Texte extrait.
· · ·

Routine estivale : le « power skating » avec Natalie Olivier
Hockey lundi, 6 août 2018. 17:23 mercredi, 11 déc. 2024. 14:30SAINT-ROCH-DE-L’ACHIGAN – Pour Jérémy Grégoire, les saisons s’envolent, mais les bonnes habitudes restent. Les minutes viennent à peine de retomber à zéro sur le cadran qui surplombe la surface secondaire du Complexe JC Perreault quand l’attaquant des Admirals de Milwaukee s’engage dans le corridor qui y donne accès.
« Jérémy, c’est toujours le premier sur la glace », lance Natalie Olivier, qui lui emboîte le pas non loin derrière.
Grégoire ne patine pas longtemps en solitaire. À peine a-t-il le temps de compléter un tour de patinoire que ses compagnons sortent du vestiaire à la file indienne. Vincent Desharnais, Julien Nantel, James Phelan et Samuel L’Italien ont beau aimer papoter, ils ne sont pas venus pour chômer.

· · ·

Items de pointage.
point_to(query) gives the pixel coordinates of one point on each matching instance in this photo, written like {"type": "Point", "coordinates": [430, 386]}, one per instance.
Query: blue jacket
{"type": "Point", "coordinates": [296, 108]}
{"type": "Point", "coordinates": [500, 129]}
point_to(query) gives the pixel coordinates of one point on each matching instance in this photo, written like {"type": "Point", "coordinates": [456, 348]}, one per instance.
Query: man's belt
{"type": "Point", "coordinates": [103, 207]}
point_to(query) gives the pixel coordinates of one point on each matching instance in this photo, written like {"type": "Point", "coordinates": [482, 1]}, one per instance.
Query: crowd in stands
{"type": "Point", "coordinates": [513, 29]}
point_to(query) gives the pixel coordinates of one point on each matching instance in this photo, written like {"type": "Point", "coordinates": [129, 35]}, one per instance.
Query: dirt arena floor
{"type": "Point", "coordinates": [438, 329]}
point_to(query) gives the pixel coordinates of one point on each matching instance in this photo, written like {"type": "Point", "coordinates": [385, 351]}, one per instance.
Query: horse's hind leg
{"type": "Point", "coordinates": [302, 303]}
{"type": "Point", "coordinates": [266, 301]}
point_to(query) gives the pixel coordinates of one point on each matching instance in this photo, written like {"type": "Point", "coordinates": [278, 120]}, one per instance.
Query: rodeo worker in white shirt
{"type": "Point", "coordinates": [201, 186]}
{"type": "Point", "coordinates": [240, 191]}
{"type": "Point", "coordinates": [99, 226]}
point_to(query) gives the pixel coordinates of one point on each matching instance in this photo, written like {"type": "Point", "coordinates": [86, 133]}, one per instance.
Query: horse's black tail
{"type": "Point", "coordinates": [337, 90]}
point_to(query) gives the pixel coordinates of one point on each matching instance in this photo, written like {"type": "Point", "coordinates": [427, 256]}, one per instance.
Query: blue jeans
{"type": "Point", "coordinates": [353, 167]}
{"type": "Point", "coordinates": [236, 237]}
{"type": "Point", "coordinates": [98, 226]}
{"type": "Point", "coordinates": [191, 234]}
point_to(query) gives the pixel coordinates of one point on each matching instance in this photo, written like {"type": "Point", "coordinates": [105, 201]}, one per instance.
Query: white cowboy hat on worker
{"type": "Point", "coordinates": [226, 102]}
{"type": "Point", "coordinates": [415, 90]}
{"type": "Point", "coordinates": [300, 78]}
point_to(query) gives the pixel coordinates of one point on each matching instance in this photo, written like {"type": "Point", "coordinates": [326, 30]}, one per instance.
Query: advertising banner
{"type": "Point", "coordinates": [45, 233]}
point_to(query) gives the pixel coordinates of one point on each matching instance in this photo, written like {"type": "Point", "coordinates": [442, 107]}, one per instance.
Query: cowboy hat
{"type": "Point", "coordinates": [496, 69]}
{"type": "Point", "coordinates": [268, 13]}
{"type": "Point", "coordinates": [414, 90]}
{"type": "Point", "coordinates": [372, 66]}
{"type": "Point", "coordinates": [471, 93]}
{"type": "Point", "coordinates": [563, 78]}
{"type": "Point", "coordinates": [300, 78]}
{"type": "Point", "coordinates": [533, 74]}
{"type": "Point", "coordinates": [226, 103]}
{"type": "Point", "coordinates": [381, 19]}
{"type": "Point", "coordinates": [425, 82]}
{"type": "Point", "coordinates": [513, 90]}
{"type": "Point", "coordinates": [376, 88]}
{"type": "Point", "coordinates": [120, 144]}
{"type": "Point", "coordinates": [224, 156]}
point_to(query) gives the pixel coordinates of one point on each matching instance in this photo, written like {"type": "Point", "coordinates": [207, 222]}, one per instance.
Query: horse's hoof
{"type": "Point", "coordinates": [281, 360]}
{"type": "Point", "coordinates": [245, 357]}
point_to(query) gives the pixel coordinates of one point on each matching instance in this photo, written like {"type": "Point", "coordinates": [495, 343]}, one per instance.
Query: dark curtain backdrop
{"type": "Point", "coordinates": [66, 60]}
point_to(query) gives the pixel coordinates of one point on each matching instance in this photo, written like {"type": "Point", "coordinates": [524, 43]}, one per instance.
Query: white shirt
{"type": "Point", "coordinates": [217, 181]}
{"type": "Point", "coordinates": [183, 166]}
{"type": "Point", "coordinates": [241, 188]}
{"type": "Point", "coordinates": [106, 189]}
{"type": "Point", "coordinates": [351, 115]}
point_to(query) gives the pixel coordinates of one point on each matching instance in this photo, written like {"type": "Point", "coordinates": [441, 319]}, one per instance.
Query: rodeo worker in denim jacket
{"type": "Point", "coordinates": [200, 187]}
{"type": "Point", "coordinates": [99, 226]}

· · ·

Description du problème.
Renvoie sans rien changer le passage du texte extrait qui commence aux mots « Routine estivale : le » et s'arrête après les mots « y donne accès. ».

Résultat attendu.
Routine estivale : le « power skating » avec Natalie Olivier
Hockey lundi, 6 août 2018. 17:23 mercredi, 11 déc. 2024. 14:30SAINT-ROCH-DE-L’ACHIGAN – Pour Jérémy Grégoire, les saisons s’envolent, mais les bonnes habitudes restent. Les minutes viennent à peine de retomber à zéro sur le cadran qui surplombe la surface secondaire du Complexe JC Perreault quand l’attaquant des Admirals de Milwaukee s’engage dans le corridor qui y donne accès.